Studio album by The Amboy Dukes
- Released: November 1967
- Genre: Psychedelic rock, garage rock
- Length: 37:39
- Label: Mainstream
- Producer: Bob Shad

The Amboy Dukes chronology
|  | The Amboy Dukes (1967) | Journey to the Center of the Mind (1968) |

Singles from The Amboy Dukes
- "Baby, Please Don't Go" Released: 1967;

= The Amboy Dukes (album) =

The Amboy Dukes is the debut studio album by American rock band The Amboy Dukes. It was released in November 1967 on Mainstream Records.

==Composition==

The album is noted for containing an energetic recording of Joe Williams' blues standard "Baby, Please Don't Go", as well as covers of Pete Townshend's composition "It's Not True", and Cream's "I Feel Free". AllMusic said that the album fused "the psychedelia of the early Blues Magoos with Hendrix riffs and British pop" and described the song "Colors" as psychedelic hard rock. The publication compared "Down on Philips Escalator" to Syd Barrett-period Pink Floyd, and said that "The Lovely Lady" "almost sounds like the Velvet Underground meets the Small Faces by way of Peanut Butter Conspiracy."

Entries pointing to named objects
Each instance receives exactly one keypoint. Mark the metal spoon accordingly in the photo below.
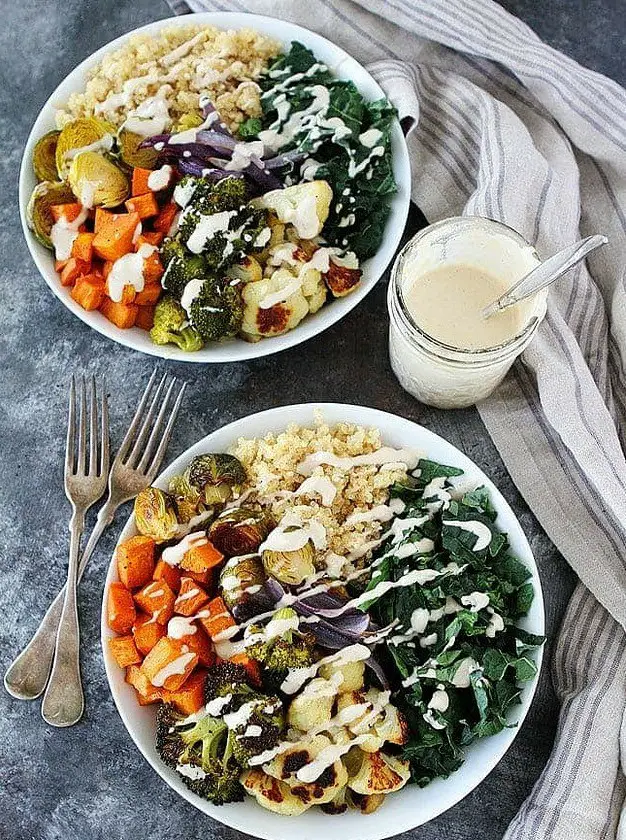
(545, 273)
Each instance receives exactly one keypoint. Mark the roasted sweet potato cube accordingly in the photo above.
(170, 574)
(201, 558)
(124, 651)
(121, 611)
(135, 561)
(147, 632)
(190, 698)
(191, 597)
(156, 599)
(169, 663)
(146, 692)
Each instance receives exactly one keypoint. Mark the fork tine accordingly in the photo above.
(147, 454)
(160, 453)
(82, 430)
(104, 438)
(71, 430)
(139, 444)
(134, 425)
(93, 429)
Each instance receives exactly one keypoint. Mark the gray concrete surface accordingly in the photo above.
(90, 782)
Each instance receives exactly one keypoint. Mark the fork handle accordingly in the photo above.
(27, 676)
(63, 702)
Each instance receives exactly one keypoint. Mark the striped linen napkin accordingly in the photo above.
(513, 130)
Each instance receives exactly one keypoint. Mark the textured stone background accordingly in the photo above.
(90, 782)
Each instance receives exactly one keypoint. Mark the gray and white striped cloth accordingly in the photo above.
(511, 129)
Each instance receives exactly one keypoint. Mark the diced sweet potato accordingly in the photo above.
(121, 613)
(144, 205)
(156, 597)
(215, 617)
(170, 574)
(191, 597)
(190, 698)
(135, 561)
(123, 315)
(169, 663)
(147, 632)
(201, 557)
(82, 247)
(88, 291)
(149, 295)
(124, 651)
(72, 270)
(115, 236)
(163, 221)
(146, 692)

## [REQUIREMENTS]
Reproduce the passage from the article above on The Amboy Dukes' debut album, from "The Amboy Dukes chronology" up to and including "on Mainstream Records.".

## [SOLUTION BELOW]
The Amboy Dukes chronology
|  | The Amboy Dukes (1967) | Journey to the Center of the Mind (1968) |

Singles from The Amboy Dukes
- "Baby, Please Don't Go" Released: 1967;

= The Amboy Dukes (album) =

The Amboy Dukes is the debut studio album by American rock band The Amboy Dukes. It was released in November 1967 on Mainstream Records.